Les parties ont été régulièrement averties du jour de l'audience.
Ont été entendus au cours de l'audience publique :
- le rapport de M. Marc Lavail Dellaporta, président-assesseur,
- et les conclusions de M. Jean-Michel Riou, rapporteur public.
Considérant ce qui suit :
1. Par deux mises en demeure valant commandement de payer du 30 octobre 2009, M. C... s'est vu réclamer le paiement d'une somme globale de 45 508,00 euros correspondant aux cotisations supplémentaires à l'impôt sur le revenu et aux contributions sociales auxquelles M. et Mme C...avaient été assujettis le 30 octobre 2009 au titre des années 2005 et 2006 et aux pénalités y afférentes, auxquelles ont été ajoutées des frais de poursuite. Ces suppléments d'impôt faisaient suite à une vérification de la comptabilité de la SARL YN à l'issue de laquelle les revenus réintégrés dans les résultats de la société ont été regardés comme des revenus distribués à M.C..., gérant de cette société. M. et Mme C...relèvent appel du jugement du tribunal administratif de Rouen du 27 avril 2017 en ce qu'il a rejeté la partie de leur demande tendant à la décharge de l'obligation de payer les contributions sociales sur les revenus 2005 et les impositions supplémentaires à l'impôt sur le revenu pour les années 2005 et 2006 ainsi que leurs majorations et que les frais de poursuite mentionnés dans la mise en demeure de payer valant commandement de payer n°1M001 du 13 novembre 2013.

TRAVAIL DEMANDÉ
1) D'après le texte, quel tribunal a rendu le jugement du 27 avril 2017 dont M. et Mme C... relèvent appel ?
2) Recopiez, s'il vous plaît, le passage du texte qui commence par "Ont été entendus" et se poursuit jusqu'à "Riou, rapporteur public.".
Appuyez-vous uniquement sur le texte ci-dessus.

Entrées de données enregistrées:
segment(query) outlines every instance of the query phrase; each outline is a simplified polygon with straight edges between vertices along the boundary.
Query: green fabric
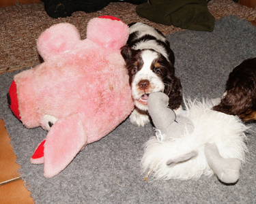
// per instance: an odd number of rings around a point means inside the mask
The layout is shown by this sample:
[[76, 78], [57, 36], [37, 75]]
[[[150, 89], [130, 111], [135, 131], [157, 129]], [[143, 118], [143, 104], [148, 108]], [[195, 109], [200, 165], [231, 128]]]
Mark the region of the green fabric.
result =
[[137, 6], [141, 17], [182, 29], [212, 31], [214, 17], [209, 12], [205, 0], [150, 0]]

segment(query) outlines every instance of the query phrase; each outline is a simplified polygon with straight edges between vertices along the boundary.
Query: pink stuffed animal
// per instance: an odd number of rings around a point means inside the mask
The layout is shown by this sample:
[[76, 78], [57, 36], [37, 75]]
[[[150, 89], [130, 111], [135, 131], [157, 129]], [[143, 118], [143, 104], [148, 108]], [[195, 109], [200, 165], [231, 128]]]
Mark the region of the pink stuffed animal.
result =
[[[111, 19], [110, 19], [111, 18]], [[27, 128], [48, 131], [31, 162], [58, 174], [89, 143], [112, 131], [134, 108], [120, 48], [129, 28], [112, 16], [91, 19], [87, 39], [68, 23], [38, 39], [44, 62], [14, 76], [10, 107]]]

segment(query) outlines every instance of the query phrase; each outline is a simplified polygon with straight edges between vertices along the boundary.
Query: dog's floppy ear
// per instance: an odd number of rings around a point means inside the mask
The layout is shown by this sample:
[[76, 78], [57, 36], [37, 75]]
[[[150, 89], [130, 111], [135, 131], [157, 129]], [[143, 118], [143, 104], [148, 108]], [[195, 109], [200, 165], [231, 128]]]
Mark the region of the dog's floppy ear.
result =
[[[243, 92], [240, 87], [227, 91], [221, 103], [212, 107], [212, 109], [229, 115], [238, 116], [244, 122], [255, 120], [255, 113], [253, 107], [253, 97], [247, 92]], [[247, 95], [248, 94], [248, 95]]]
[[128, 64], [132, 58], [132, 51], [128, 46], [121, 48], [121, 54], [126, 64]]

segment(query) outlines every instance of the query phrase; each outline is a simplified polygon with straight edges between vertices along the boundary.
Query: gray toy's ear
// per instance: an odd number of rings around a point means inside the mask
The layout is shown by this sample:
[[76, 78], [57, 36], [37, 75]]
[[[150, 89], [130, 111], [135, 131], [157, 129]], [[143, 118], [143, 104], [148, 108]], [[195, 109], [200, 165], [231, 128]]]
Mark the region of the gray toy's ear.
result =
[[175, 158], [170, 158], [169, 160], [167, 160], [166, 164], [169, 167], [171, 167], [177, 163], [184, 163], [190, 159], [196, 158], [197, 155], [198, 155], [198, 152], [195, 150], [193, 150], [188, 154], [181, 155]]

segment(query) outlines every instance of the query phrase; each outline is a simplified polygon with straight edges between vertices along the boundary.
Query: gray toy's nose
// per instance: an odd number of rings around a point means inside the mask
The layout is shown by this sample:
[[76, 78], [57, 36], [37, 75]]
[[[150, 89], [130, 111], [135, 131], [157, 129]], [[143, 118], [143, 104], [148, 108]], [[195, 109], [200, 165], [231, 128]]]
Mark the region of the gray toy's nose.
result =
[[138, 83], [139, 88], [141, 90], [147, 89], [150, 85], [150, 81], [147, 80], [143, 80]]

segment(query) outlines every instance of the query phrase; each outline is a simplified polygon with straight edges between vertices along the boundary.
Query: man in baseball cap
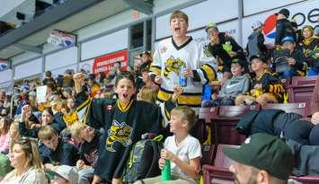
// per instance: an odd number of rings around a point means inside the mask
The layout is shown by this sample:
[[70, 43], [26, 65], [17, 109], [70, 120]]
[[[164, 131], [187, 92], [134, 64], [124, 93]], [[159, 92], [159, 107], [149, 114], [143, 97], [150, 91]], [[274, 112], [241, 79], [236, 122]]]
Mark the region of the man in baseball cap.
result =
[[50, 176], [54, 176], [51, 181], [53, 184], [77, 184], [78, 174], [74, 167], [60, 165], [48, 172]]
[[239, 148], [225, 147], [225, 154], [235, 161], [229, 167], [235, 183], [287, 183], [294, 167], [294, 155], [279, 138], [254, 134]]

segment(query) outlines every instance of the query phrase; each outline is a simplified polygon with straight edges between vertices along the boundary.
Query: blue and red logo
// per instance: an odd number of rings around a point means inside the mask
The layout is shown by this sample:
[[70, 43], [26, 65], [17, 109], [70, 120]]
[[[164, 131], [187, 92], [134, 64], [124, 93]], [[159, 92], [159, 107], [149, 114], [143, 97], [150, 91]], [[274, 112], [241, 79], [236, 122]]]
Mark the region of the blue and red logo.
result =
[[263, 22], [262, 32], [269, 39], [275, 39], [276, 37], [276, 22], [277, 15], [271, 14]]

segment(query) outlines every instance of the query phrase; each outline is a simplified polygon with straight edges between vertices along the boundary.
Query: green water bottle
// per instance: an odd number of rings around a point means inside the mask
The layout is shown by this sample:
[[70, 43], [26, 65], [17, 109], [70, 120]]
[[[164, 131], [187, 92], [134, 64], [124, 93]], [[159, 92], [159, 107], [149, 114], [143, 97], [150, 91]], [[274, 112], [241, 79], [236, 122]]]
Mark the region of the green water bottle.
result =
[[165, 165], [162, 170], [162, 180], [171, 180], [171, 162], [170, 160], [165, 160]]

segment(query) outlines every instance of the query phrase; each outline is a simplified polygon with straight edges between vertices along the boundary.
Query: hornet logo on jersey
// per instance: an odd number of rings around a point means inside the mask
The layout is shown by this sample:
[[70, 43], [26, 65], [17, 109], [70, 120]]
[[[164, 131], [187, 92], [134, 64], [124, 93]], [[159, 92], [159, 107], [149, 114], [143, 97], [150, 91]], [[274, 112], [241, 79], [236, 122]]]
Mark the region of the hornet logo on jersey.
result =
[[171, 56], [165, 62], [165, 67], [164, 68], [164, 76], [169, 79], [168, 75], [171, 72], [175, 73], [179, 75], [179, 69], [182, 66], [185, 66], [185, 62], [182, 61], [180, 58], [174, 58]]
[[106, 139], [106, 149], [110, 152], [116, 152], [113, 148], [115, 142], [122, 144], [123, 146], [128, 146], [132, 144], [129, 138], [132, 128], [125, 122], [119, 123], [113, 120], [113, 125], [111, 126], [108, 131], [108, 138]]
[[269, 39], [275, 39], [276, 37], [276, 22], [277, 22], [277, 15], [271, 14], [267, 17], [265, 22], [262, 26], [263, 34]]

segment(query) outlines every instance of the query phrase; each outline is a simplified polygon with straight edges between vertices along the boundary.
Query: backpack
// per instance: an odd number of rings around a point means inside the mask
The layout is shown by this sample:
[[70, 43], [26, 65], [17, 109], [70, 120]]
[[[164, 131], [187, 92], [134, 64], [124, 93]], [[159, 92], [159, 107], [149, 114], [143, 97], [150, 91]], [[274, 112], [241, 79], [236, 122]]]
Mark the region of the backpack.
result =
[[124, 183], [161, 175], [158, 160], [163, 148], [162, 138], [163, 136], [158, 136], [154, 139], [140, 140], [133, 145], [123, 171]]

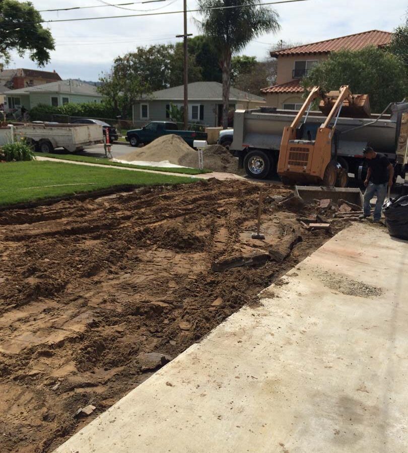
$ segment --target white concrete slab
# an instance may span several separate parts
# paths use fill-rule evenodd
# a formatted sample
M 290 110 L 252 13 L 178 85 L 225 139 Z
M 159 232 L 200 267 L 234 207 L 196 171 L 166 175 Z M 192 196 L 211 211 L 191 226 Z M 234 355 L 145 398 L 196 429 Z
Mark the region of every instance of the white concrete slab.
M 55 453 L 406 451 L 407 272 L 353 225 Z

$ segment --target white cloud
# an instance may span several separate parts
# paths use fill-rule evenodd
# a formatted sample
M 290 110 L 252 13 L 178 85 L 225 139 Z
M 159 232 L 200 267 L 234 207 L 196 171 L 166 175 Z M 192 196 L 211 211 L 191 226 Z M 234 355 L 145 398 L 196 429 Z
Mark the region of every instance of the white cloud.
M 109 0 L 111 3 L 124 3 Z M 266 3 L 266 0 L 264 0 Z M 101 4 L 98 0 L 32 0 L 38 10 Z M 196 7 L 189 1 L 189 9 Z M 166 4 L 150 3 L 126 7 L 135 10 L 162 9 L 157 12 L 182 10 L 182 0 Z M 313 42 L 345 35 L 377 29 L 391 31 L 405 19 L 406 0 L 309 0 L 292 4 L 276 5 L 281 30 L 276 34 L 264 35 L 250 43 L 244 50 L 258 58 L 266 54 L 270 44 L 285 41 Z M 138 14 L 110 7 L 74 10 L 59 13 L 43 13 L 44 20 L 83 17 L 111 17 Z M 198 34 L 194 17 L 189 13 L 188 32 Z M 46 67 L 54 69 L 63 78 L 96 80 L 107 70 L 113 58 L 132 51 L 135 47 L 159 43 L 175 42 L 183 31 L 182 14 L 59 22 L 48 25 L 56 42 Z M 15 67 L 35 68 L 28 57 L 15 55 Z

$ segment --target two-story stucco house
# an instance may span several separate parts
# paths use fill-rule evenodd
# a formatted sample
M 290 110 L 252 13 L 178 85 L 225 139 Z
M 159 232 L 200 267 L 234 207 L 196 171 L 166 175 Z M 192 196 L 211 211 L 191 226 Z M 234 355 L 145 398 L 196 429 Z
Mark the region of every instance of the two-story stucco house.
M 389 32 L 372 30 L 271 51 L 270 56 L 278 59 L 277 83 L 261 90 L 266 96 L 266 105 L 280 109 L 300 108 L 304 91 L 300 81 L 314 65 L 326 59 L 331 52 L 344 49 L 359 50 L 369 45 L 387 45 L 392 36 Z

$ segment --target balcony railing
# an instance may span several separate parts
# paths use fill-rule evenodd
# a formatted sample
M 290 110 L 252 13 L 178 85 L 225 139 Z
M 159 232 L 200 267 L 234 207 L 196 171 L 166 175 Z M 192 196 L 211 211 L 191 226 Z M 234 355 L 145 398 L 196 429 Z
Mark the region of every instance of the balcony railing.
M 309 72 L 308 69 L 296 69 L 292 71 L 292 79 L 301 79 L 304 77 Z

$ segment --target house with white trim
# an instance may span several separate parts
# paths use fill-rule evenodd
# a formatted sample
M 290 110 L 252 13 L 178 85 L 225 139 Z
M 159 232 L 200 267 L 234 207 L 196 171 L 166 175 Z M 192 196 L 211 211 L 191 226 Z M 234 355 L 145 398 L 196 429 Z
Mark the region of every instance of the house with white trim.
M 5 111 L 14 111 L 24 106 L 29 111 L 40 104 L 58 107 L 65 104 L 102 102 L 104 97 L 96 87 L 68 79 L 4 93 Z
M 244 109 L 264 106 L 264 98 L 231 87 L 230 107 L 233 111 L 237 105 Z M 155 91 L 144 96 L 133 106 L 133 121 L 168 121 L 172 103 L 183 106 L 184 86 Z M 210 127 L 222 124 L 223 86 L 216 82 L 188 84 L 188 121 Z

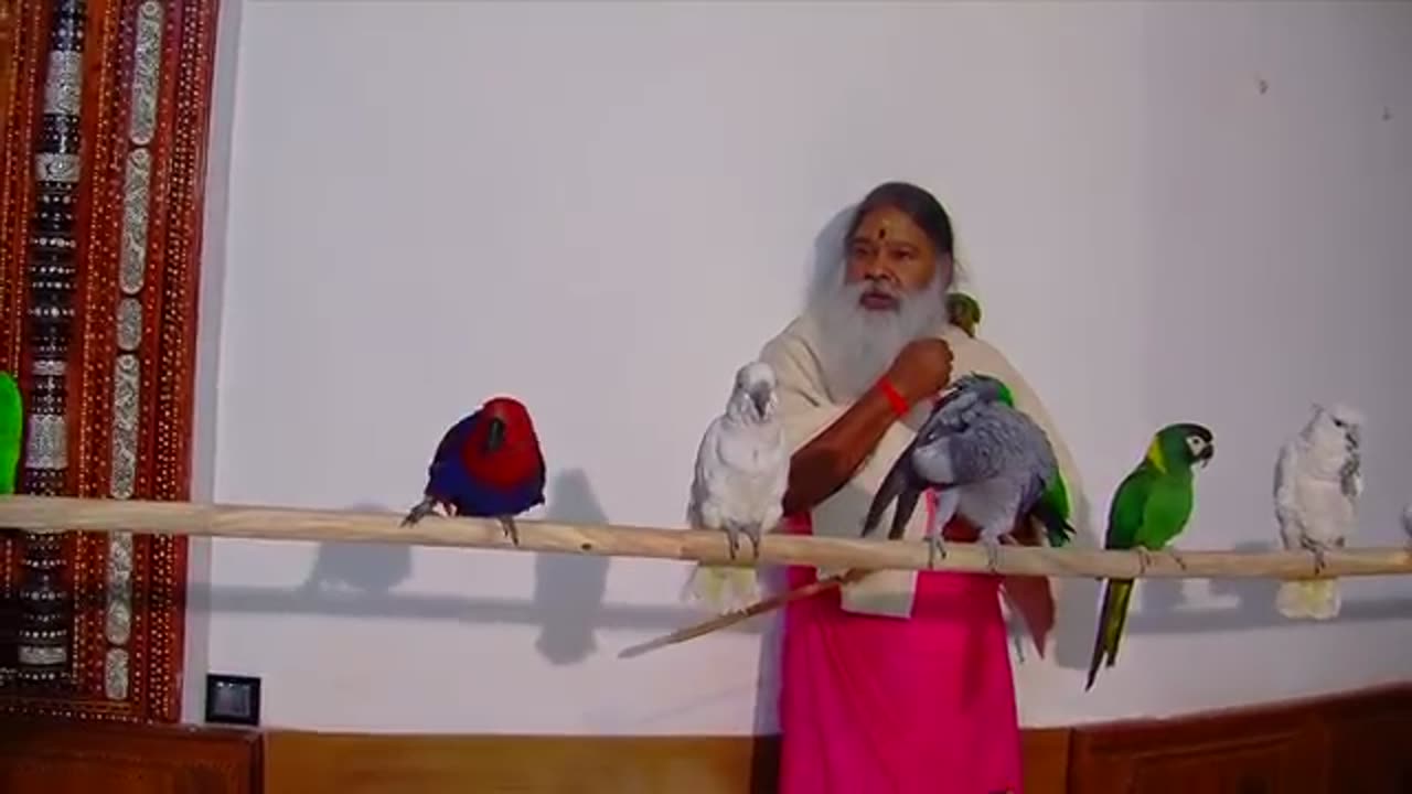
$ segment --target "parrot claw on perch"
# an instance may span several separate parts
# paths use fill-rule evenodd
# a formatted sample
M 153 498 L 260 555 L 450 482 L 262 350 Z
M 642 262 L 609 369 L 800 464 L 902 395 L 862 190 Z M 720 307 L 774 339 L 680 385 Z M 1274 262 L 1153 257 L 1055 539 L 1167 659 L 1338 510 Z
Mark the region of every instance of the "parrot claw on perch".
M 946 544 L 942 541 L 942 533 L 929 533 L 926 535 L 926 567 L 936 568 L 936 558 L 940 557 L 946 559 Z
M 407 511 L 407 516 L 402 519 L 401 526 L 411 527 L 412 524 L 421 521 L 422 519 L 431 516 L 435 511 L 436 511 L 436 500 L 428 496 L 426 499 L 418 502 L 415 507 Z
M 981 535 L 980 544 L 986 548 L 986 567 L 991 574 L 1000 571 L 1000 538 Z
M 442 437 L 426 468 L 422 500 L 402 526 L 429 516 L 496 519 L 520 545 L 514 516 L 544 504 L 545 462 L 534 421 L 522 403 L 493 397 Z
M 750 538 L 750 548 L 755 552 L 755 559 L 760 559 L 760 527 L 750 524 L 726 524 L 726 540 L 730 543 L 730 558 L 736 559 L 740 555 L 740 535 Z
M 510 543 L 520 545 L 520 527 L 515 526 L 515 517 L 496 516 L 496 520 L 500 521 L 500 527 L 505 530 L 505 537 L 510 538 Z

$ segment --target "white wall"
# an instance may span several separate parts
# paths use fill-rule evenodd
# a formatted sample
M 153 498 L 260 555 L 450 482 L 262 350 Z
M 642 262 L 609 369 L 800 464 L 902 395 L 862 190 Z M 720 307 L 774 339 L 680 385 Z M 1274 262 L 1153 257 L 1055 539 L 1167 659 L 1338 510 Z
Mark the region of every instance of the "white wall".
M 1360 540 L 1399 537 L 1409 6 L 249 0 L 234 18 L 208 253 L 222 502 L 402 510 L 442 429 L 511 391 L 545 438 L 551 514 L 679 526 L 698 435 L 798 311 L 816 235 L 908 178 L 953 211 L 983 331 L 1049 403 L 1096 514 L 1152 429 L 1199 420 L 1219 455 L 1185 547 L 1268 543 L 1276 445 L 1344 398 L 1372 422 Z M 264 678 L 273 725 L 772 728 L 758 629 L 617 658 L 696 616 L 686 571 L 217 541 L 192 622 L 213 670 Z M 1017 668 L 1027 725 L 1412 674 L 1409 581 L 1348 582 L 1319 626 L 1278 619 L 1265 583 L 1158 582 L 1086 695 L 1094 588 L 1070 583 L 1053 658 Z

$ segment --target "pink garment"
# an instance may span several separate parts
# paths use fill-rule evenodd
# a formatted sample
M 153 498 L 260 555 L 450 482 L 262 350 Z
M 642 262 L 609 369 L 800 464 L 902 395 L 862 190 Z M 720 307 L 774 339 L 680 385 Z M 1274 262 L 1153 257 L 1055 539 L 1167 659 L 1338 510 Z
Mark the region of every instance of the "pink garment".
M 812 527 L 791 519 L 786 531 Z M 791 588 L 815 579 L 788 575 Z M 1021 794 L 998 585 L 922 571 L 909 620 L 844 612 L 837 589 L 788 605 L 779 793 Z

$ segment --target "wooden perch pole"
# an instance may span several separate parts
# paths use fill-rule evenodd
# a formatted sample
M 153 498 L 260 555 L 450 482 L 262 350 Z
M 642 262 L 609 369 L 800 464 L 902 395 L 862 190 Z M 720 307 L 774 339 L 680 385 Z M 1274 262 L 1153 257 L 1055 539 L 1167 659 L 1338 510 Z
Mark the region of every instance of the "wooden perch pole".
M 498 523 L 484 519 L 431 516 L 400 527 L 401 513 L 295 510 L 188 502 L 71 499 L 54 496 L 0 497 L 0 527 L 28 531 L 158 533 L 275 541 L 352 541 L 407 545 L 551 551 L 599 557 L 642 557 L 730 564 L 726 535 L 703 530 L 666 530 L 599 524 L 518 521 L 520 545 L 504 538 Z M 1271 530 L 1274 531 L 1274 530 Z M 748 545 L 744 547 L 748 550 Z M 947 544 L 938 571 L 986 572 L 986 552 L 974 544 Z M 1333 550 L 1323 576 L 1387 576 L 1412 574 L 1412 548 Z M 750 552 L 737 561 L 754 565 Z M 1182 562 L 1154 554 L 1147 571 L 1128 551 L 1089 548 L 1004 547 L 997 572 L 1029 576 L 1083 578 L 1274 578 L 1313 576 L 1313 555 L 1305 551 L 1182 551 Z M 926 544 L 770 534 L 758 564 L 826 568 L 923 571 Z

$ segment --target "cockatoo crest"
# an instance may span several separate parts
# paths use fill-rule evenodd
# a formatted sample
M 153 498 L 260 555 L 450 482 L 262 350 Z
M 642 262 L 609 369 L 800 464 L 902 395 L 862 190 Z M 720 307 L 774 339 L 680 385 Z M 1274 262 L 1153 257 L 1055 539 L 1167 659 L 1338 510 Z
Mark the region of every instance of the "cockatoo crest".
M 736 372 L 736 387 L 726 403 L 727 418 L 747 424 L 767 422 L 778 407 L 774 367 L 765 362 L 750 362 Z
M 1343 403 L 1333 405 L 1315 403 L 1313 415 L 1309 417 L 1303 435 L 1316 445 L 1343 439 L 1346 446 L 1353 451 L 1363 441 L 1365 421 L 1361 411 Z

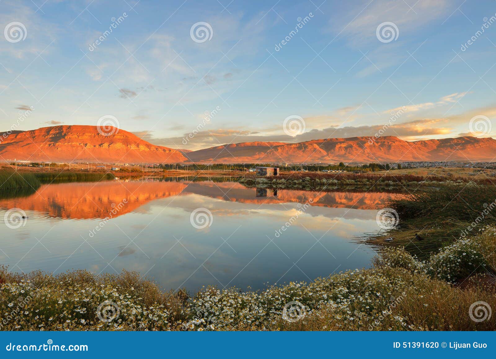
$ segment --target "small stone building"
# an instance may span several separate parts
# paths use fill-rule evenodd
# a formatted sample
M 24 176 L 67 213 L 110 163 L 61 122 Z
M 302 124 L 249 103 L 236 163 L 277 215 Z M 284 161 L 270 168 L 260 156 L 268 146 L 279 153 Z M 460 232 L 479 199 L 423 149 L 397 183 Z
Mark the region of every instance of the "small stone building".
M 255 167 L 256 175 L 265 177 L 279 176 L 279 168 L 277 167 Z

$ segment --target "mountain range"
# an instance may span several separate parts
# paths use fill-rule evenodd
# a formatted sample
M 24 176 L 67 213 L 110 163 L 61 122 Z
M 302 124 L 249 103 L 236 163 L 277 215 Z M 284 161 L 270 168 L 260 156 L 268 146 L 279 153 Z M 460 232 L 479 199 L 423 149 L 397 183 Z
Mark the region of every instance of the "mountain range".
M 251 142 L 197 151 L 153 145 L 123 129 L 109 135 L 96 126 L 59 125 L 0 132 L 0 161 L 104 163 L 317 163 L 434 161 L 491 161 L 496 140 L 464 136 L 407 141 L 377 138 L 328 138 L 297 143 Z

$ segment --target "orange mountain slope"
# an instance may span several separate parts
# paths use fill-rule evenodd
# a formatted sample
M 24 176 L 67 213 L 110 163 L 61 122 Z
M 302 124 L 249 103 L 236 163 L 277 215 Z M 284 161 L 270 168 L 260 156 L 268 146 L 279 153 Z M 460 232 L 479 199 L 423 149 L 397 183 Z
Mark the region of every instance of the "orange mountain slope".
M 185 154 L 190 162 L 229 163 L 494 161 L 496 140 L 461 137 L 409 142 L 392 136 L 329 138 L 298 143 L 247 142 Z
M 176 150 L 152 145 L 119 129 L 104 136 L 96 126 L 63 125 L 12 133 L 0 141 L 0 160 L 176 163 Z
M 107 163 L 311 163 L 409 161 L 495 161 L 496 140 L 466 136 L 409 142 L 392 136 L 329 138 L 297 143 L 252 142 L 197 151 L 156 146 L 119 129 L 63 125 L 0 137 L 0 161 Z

RÉPONSES PAR CONSIGNE
1) Le tribunal administratif de Rouen.

2)
Ont été entendus au cours de l'audience publique :
- le rapport de M. Marc Lavail Dellaporta, président-assesseur,
- et les conclusions de M. Jean-Michel Riou, rapporteur public.